TASK GOAL: Below are records; reproduce exactly the lines from the first through the one containing "wait, hold on — can you detect the chrome running".

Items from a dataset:
========================================================================

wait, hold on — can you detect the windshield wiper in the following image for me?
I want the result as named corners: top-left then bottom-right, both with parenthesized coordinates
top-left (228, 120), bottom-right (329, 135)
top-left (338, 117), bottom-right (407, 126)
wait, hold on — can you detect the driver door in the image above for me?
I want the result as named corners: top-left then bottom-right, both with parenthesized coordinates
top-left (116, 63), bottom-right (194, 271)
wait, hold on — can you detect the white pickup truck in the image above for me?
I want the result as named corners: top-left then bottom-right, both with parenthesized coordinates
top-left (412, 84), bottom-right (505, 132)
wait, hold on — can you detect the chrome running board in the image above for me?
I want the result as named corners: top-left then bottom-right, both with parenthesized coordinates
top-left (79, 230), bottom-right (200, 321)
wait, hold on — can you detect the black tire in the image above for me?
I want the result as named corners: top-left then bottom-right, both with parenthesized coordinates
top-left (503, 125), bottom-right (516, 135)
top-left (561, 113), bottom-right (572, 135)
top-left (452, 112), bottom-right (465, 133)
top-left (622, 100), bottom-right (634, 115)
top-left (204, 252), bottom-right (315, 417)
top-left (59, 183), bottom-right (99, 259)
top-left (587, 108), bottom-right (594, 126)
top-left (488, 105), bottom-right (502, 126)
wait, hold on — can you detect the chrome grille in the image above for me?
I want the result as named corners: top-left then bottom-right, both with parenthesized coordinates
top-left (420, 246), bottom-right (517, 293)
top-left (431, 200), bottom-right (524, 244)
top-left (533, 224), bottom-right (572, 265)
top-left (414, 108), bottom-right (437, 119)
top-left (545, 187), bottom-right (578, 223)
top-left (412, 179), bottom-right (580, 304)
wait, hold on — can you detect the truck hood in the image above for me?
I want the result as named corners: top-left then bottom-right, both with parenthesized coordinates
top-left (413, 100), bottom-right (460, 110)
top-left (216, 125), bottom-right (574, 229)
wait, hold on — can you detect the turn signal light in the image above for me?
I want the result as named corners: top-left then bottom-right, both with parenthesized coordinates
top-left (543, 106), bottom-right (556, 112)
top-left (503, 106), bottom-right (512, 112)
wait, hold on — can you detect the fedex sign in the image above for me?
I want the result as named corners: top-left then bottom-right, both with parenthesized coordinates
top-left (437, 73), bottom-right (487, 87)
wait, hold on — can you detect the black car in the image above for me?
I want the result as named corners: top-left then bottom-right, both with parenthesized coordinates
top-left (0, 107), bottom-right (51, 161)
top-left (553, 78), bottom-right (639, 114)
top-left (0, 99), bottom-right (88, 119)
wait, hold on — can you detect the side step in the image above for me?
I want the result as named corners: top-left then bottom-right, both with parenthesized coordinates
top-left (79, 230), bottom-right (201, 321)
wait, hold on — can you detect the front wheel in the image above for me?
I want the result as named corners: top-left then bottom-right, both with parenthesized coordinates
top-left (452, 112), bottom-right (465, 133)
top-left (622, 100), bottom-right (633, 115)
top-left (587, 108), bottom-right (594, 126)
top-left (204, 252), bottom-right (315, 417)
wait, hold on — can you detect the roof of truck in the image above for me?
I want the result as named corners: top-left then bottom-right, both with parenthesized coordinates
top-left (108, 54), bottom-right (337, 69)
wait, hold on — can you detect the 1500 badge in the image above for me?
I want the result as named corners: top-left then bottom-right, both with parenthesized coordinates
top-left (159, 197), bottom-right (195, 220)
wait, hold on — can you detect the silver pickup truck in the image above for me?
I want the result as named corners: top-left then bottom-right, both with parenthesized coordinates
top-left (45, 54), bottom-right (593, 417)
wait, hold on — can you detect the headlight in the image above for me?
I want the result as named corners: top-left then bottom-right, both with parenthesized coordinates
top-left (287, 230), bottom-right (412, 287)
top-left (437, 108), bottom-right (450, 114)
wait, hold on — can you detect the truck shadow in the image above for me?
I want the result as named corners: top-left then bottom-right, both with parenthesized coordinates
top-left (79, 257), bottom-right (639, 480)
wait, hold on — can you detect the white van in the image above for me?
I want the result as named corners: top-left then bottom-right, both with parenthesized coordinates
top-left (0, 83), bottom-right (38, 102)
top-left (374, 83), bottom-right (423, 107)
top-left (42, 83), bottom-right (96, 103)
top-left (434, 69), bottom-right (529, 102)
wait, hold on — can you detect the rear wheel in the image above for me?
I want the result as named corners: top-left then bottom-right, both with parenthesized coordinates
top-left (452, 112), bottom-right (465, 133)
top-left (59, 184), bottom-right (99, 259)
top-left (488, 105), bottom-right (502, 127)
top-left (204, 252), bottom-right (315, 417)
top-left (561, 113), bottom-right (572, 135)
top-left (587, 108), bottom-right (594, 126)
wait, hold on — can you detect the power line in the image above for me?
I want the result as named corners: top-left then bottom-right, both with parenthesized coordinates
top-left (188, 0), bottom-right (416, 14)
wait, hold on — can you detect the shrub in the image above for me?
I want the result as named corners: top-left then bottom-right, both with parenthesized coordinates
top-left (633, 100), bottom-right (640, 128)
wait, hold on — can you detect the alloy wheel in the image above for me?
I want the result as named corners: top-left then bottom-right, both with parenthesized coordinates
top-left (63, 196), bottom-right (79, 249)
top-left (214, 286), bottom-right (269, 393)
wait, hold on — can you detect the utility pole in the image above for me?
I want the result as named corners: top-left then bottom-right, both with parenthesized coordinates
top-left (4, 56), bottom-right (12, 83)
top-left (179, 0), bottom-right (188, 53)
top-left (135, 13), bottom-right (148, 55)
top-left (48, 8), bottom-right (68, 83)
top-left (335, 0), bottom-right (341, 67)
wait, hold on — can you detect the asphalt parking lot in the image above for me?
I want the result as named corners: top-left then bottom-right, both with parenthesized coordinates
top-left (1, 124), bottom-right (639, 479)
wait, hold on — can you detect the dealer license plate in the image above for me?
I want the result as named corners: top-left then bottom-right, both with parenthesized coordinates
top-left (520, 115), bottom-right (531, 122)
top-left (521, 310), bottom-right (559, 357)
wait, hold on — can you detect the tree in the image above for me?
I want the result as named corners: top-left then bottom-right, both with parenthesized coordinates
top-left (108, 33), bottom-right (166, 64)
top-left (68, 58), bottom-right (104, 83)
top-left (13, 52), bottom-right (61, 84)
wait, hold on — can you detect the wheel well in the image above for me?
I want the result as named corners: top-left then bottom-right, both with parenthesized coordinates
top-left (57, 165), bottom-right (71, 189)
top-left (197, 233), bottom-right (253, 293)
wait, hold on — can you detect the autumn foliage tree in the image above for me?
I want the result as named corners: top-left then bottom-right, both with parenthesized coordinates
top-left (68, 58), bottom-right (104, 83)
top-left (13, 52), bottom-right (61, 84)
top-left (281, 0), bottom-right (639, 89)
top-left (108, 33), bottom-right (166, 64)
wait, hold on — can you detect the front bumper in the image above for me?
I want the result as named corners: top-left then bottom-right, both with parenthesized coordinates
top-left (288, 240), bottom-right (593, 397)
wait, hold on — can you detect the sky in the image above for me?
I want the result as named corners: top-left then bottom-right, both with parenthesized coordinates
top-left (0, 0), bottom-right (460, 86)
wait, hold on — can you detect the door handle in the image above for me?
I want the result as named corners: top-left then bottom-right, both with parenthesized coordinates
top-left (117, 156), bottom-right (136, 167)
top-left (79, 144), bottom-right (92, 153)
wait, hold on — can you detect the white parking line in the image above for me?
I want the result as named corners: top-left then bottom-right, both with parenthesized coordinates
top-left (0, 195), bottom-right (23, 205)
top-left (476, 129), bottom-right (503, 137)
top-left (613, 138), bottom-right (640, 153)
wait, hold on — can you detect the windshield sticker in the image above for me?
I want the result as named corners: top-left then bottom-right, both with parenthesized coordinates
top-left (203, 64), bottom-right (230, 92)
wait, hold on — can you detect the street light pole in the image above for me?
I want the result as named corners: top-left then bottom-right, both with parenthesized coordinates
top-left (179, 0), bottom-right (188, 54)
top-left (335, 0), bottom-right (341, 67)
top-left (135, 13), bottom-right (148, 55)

========================================================================

OUTPUT BELOW:
wait, hold on — can you detect the windshield wiper in the following image for me?
I want the result as named corners: top-left then bottom-right, both with parenthesized coordinates
top-left (228, 120), bottom-right (329, 135)
top-left (338, 117), bottom-right (407, 126)
wait, hold on — can you detect the driver door in the image above for me?
I want the result as named corners: top-left then bottom-right, both with parenthesized coordinates
top-left (116, 63), bottom-right (194, 271)
wait, hold on — can you detect the white pickup truck in the image above for me?
I want the result as named corners: top-left then bottom-right, both with parenthesized coordinates
top-left (412, 84), bottom-right (505, 132)
wait, hold on — can you detect the chrome running board in the image above for me?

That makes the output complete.